- TASK GOAL: Can you write out the rows below word for word, leaving out the pictures?

- DATA SUPPLIED:
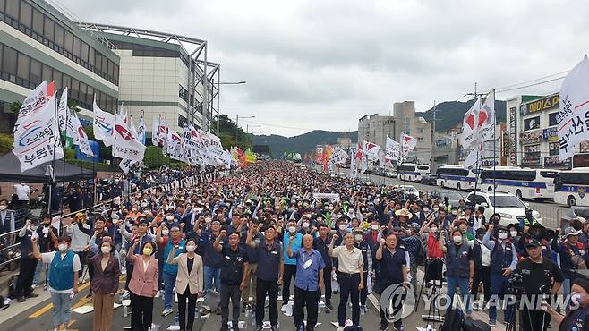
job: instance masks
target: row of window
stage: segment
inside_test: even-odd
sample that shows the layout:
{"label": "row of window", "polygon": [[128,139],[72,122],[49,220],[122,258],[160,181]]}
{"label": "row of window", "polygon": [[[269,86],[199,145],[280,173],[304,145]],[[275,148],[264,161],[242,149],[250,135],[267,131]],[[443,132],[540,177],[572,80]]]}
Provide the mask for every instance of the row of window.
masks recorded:
{"label": "row of window", "polygon": [[69,98],[75,100],[80,106],[92,109],[92,101],[96,94],[97,103],[102,109],[116,109],[115,97],[94,89],[3,44],[0,44],[0,79],[29,89],[35,89],[44,80],[55,81],[55,89],[69,88]]}
{"label": "row of window", "polygon": [[118,85],[119,66],[23,0],[0,0],[0,21]]}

- FULL RESPONSE:
job: instance masks
target: row of window
stage: segment
inside_test: even-odd
sample that shows the layout:
{"label": "row of window", "polygon": [[128,139],[72,122],[49,220],[122,258],[160,181]]}
{"label": "row of window", "polygon": [[[269,86],[199,145],[280,173],[304,145]],[[275,148],[264,161],[242,149],[250,135],[267,131]],[[443,132],[540,177],[572,80]]]}
Provide the mask for every instance of the row of window.
masks recorded:
{"label": "row of window", "polygon": [[69,98],[75,100],[80,106],[92,109],[92,101],[96,94],[97,103],[102,109],[116,109],[115,97],[94,89],[3,44],[0,44],[0,79],[29,89],[35,89],[44,80],[55,81],[55,89],[69,88]]}
{"label": "row of window", "polygon": [[118,85],[119,66],[23,0],[0,0],[0,21]]}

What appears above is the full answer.